*AVAILABLE DATA*
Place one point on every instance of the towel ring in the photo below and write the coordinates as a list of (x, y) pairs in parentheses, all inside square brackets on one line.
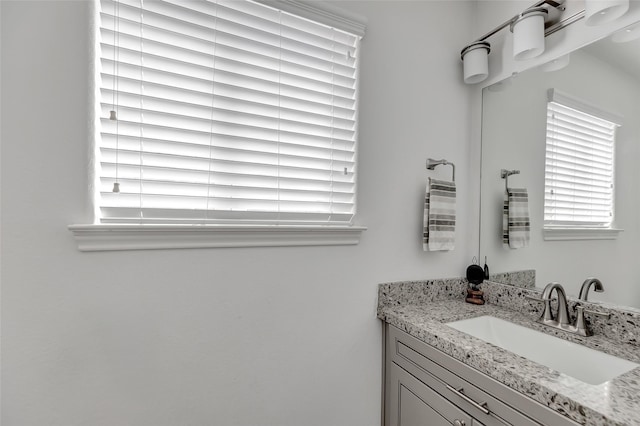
[(504, 174), (431, 165)]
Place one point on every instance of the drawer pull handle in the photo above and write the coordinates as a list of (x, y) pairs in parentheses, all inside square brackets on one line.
[(480, 406)]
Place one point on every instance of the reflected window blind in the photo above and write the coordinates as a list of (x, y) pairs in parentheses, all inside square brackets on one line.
[(579, 167), (227, 112)]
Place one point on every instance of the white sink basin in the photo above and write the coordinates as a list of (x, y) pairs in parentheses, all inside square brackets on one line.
[(582, 363)]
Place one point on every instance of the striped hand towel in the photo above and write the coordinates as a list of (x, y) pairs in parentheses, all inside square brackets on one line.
[(439, 216), (515, 219)]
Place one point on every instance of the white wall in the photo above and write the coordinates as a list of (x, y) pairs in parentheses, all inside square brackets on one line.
[(514, 123), (276, 336)]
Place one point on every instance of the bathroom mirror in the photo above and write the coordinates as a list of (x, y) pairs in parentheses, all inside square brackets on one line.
[(604, 74)]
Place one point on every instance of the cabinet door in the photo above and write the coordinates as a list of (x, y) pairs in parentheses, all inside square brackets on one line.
[(412, 403)]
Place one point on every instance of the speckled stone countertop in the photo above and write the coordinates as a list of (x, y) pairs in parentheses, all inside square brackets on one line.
[(422, 309)]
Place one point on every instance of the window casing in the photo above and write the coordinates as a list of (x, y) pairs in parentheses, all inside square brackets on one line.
[(579, 165), (228, 112)]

*EXERCISE DETAILS*
Pictures in the data above should not be copied; transcribe everything else exactly.

*RESULT FOR THIS EXERCISE*
Place one point on every instance of the towel ring in the photo below and write the coordinates as a list of (x, y) pairs in parentheses, all inside square brackets on one line.
[(504, 174), (431, 165)]
Place one point on every instance of the drawer pull handle in the photo above and write the coordinates as a list of (x, y) pairs in parentheses, all inside square brackets on one line.
[(480, 406)]
Place one point on every instance of the reflected window blind in the photo above and write the coordinates as a list of (x, y) pairs in parentheses, all inside square brackets on one line.
[(579, 167), (227, 112)]
Place one point on every instance of the white sink basin in the photo above and write the coordinates as a list of (x, y) pairs in parentheses, all inside square brackets on one line.
[(582, 363)]
Place one point on every instance of the striped hand towel in the photo above and write the coordinates as a list of (x, y) pairs in parentheses, all inside square brackets on one line.
[(439, 216), (515, 219)]
Place one point on every instance of the white wall in the photo above and write the coordinates as a list of (x, y) pairs in parentheses, all inside square brackets on one line.
[(514, 123), (276, 336)]
Place one point on every instance of the bathroom mirror in the photo above and write the coordinates as a list of (x, y) pairs in parentheses, all inside square brackets on one line.
[(604, 74)]
Place one point on every instance of the cabinet door in the photo above and write the coordinates as a list of (x, y) pairs in parentheses, all inside square brackets on one line.
[(412, 403)]
Place one point on every instance of the speckled stone countertop in the photo above and write the coordinates as a list of (x, y) pairs in parentheses, all inside square brackets on one line.
[(422, 309)]
Place one point on every instance of the window casing in the photo above and write the coordinates as a list of (x, y) pairs in parentheses, all inside square brackets on one line.
[(579, 165), (228, 112)]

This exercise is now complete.